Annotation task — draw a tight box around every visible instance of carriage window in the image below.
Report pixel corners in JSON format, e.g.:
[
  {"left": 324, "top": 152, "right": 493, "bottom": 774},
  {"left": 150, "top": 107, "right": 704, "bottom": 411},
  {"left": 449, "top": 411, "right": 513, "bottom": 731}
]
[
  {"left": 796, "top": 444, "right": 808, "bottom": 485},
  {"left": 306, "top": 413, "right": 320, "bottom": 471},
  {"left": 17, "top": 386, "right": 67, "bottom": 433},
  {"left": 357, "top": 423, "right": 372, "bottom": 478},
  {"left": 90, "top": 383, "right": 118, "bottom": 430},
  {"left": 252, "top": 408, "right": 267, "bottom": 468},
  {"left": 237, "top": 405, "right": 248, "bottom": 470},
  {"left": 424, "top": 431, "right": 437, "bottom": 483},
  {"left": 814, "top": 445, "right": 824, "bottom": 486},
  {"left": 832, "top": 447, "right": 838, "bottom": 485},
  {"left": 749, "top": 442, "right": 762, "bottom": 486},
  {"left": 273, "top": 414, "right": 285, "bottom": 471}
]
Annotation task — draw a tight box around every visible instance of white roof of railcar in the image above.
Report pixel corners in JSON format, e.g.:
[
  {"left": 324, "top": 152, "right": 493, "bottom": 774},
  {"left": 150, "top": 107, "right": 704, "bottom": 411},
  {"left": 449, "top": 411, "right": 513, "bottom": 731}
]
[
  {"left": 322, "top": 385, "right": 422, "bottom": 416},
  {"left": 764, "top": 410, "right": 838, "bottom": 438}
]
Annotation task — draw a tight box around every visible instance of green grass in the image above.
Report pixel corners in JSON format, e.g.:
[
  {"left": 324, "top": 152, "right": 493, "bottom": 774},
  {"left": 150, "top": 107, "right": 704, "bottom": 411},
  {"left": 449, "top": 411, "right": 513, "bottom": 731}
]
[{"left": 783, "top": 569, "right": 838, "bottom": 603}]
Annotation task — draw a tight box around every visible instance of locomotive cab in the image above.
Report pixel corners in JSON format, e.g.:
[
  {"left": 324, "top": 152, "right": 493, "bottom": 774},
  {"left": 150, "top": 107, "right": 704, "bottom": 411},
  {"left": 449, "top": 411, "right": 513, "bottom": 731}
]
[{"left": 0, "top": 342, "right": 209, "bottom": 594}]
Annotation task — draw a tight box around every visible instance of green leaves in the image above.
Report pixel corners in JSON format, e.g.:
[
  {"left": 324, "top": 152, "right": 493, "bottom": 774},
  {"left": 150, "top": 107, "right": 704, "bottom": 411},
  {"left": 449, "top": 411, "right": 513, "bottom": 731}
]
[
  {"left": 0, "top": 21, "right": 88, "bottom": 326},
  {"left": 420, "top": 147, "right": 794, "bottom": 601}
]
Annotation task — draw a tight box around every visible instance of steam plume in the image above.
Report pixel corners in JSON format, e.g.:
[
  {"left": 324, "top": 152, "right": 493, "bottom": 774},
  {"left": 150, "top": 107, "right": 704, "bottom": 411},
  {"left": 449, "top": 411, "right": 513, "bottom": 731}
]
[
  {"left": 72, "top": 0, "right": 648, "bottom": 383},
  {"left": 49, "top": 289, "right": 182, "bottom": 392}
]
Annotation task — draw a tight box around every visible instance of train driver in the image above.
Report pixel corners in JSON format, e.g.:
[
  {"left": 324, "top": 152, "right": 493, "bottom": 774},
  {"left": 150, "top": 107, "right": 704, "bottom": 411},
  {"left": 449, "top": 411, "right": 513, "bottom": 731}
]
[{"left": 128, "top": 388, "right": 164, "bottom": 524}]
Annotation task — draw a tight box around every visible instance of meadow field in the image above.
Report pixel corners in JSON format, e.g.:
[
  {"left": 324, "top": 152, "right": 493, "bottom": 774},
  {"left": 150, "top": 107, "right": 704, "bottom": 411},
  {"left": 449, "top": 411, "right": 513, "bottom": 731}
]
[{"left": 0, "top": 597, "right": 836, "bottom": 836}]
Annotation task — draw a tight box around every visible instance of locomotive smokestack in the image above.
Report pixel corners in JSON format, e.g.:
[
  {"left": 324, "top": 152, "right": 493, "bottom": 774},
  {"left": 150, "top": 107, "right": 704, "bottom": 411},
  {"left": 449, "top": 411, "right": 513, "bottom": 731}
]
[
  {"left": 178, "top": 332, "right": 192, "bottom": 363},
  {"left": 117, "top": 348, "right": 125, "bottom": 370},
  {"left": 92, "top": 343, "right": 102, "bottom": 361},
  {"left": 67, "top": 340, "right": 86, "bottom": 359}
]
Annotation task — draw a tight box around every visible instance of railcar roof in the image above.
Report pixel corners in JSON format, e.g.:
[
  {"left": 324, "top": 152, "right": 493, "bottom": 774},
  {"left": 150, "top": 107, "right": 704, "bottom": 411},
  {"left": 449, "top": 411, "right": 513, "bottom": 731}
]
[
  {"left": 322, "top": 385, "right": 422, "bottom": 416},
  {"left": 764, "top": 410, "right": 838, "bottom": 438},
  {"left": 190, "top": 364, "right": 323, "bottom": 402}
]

* * *

WHAT TO DO: Over the whole listing above, give the number of lines in which "railcar" occurs, and no other words.

WRITTEN ANSWER: 2